◆ Problem requirements
Below are the records. Restate word for word every line from the one that contains "the blue water" through the final line, both included.

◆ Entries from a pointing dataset
----------
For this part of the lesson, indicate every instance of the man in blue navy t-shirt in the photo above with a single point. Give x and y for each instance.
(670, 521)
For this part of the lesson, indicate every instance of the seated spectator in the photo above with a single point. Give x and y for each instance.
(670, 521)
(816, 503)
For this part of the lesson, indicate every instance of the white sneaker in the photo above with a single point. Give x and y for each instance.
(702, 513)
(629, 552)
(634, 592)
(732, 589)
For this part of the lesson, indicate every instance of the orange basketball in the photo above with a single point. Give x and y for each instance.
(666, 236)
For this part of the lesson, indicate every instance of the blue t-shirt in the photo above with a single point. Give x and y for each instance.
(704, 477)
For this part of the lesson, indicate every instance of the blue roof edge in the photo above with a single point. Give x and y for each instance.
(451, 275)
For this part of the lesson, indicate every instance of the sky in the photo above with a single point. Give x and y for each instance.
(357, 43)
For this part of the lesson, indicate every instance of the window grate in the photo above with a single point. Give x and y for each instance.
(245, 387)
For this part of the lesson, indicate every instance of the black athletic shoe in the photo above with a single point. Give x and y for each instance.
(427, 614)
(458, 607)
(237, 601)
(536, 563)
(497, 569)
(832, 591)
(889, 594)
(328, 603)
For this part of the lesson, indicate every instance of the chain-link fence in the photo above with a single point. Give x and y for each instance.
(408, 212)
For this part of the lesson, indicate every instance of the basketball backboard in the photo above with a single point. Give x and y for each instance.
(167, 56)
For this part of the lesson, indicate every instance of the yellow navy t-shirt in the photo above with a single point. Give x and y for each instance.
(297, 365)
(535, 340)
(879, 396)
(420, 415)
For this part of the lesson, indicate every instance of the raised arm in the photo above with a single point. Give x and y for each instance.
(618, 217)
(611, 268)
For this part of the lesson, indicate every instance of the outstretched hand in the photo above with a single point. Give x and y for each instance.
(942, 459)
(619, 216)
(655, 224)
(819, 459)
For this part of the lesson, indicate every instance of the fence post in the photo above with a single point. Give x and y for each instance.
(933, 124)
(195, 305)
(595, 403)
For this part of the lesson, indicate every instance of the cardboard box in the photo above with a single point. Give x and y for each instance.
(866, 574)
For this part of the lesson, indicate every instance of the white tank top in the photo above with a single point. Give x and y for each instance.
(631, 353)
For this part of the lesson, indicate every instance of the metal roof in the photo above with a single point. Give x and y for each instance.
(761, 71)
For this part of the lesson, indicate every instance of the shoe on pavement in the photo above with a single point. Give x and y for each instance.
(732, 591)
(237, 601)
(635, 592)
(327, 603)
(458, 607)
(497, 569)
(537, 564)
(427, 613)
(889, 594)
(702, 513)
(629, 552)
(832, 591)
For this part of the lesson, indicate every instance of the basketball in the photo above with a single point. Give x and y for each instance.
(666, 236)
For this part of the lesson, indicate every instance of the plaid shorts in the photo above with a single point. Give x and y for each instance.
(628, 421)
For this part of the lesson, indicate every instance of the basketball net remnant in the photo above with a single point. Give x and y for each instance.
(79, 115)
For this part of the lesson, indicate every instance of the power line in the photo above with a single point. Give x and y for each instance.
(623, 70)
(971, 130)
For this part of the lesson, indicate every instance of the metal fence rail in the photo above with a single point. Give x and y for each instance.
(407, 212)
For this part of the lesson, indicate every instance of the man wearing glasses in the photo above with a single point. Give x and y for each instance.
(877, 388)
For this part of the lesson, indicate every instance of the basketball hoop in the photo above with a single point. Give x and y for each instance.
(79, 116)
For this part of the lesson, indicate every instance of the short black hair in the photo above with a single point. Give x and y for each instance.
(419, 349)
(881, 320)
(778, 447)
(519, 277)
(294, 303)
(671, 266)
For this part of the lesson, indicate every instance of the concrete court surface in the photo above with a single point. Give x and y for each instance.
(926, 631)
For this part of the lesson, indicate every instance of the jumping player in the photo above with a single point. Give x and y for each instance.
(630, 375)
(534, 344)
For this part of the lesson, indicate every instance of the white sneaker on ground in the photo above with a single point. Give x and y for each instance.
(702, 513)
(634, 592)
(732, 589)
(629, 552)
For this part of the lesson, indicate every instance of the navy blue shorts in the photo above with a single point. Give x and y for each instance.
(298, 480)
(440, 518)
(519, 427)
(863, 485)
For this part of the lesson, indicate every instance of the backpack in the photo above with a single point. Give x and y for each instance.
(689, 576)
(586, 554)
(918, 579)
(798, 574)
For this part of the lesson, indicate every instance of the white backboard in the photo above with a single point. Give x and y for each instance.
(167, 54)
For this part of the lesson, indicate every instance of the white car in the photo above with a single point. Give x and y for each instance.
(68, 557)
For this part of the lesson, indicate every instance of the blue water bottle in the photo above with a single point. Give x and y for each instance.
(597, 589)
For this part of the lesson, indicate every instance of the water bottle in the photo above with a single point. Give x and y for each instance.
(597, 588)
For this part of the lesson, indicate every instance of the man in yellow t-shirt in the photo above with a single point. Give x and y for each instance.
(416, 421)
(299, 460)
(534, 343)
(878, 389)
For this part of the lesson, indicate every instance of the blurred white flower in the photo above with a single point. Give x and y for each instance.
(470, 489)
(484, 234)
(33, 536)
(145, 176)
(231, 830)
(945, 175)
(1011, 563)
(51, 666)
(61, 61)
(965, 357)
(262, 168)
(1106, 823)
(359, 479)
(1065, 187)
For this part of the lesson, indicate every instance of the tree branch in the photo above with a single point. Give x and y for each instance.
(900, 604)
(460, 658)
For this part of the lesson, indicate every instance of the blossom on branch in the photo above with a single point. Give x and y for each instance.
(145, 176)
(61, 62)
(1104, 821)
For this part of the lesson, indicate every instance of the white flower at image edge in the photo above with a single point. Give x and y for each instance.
----------
◆ Worked solution
For this part of the lesson, indicate every instance of the blue water bottle in the photo above with a single point. Give x and y for each instance.
(597, 589)
For this part of the lesson, indicate every instance of the water bottle in the photo above with a single point. Give x and y for each instance.
(597, 588)
For this part of the lesson, indicate every instance of the man in yellow t-shirt in the photo above with a single point. Give x and y for each instance.
(416, 421)
(299, 460)
(534, 343)
(878, 389)
For this part of the lesson, indicate every instance of the blurred white flower in the photo above with a single point. Give x and y for each instance.
(470, 489)
(484, 234)
(33, 536)
(145, 176)
(231, 830)
(945, 175)
(1011, 563)
(51, 666)
(61, 61)
(965, 357)
(262, 168)
(1106, 823)
(359, 479)
(1065, 187)
For this part of the lesson, indicate every instance of the tree branch in the photo above with a single point. Give x and y for each instance.
(900, 604)
(460, 658)
For this part of the lesson, indicate every instance of the blossom on branch in the photo above with a single point. Give x and y for each instance.
(145, 176)
(61, 62)
(1104, 821)
For this part of the lesson, indicate every instance of the white flower at image edge in the photo above with a single point. Give x and y for each instance.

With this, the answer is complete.